■ TRECHO PARA LEITURA ■
:::
O cancelamento da viagem do ministro Fernando Haddad (Fazenda) à Europa não deve ser suficiente para acalmar sozinho o mercado financeiro e provocar uma grande queda do dólar nos próximos dias, dizem economistas consultados pela Folha.
Segundo eles, a permanência de Haddad no país até traz uma sinalização positiva para o andamento do pacote de ajuste fiscal, mas a melhora do humor do mercado ainda depende do anúncio de medidas concretas que possam promover a redução de gastos.
Parte dos analistas ainda vê resistência no entorno do presidente Luiz Inácio Lula da Silva (PT) em levar adiante essa agenda.
Os economistas também afirmam que a desvalorização do real ante o dólar está atrelada em grande parte a incertezas das eleições presidenciais nos Estados Unidos, algo fora da alçada do governo brasileiro.
Na sexta (1º), a moeda americana disparou a R$ 5,869, o maior patamar desde maio de 2020, período marcado pela pandemia de Covid-19.
“Depois de quase dois anos de uma situação fiscal muito mal-encaminhada, é difícil imaginar que o mercado vai se acalmar porque o presidente (Lula) pediu para o ministro (Haddad) ficar aqui”, diz Sergio Vale, economista-chefe da consultoria MB Associados.
“Acalmar o mercado é algo que vai acontecer se vierem medidas realmente importantes do ponto de vista fiscal”, acrescenta.
:::
■ DADOS FORNECIDOS ■
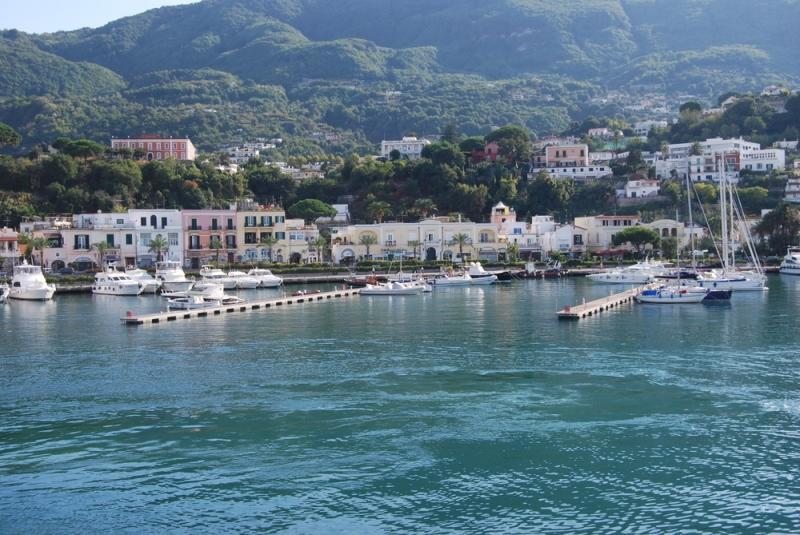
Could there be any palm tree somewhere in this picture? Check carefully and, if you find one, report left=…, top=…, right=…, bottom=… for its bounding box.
:::
Prossiga com a reportagem sobre o cancelamento da viagem de Fernando Haddad e a reação do mercado financeiro, a partir da última frase apresentada.

■ RESPOSTA ■
Haddad iria para a Europa nesta segunda (4) e retornaria ao Brasil no sábado (9). Porém, com o cancelamento da viagem, a expectativa é de que o ministro se dedique a medidas do pacote de corte de gastos.
A assessoria do Ministério da Fazenda informou neste domingo (3) que Lula pediu para o ministro permanecer em Brasília.
“Havia uma certa clareza de que o Palácio do Planalto tinha uma resistência muito grande em fazer alguma coisa mais consolidada do ponto de vista fiscal”, afirma Vale.
“Então, simplesmente o Haddad ficar aqui para continuar as conversas não significa que o presidente vai ceder”, completa.
Lula se recusou a falar sobre a definição das medidas do pacote de corte de gastos neste domingo, em visita ao Inep (Instituto Nacional de Estudos e Pesquisas Educacionais).
Questionado sobre o tema, o presidente disse que não iria discutir nenhum assunto que não fosse sobre educação, referindo-se à prova do Enem 2024, que tem a primeira parte neste domingo.
Alex Agostini, economista-chefe da agência classificadora de risco Austin Rating, considera que a permanência do ministro não é suficiente para afastar toda a preocupação do mercado financeiro, porque o foco neste momento é a incerteza com as eleições nos Estados Unidos.
“Só demonstra que de fato é uma preocupação que o governo começa a ter com maior foco, coisa que aparentemente não tinha, até porque o Lula sempre ficava ali desdenhando do controle fiscal. Era meio que uma seara em que o ministro Haddad estava tentando brigar quase sozinho”, diz Agostini.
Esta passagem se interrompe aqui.